_Taakomschrijving:_ Schrijf het stuk vanaf de regel met "point: sky -- a" tot en met het einde van de records opnieuw uit, inclusief de verzoeken, en verschuif daarbij elke coördinaat in de antwoorden met 103. Laat de getallen in de verzoeken en in hun voorbeeldnotaties ongewijzigd.
-.-.-
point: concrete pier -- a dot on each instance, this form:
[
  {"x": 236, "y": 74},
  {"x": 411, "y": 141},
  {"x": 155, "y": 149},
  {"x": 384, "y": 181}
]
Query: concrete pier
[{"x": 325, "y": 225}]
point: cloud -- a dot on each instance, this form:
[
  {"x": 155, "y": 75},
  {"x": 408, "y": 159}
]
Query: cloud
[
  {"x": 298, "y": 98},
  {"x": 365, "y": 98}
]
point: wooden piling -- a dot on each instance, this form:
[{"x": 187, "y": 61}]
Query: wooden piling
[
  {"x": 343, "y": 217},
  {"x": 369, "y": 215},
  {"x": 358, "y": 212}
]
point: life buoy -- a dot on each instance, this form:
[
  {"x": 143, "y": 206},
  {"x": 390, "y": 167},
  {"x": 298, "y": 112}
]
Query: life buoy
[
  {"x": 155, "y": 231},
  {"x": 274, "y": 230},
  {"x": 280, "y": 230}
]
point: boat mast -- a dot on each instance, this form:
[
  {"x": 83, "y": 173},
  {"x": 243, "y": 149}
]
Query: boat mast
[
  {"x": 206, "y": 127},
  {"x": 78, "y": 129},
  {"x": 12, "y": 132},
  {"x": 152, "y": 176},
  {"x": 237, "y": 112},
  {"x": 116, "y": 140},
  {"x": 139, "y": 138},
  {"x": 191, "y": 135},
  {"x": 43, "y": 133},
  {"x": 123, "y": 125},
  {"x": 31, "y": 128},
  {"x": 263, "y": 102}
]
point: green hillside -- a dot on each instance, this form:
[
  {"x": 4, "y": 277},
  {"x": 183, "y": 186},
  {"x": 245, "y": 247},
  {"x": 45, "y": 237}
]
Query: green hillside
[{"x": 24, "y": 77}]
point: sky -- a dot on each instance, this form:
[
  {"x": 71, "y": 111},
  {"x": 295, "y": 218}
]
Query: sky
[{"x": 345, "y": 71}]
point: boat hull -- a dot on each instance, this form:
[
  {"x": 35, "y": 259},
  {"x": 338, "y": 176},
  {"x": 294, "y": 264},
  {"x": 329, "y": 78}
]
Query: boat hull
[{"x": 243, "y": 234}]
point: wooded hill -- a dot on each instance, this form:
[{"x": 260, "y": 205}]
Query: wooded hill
-.-.-
_Antwoord:_
point: sky -- a dot on each instance, this form:
[
  {"x": 71, "y": 111},
  {"x": 295, "y": 218}
]
Query: sky
[{"x": 448, "y": 174}]
point: boat hull -- a dot on each instance, this form:
[
  {"x": 35, "y": 259},
  {"x": 338, "y": 176},
  {"x": 294, "y": 264},
  {"x": 329, "y": 78}
]
Query: boat hull
[{"x": 346, "y": 337}]
point: wooded hill -- a dot on each instance, this form:
[{"x": 260, "y": 205}]
Query: wooded hill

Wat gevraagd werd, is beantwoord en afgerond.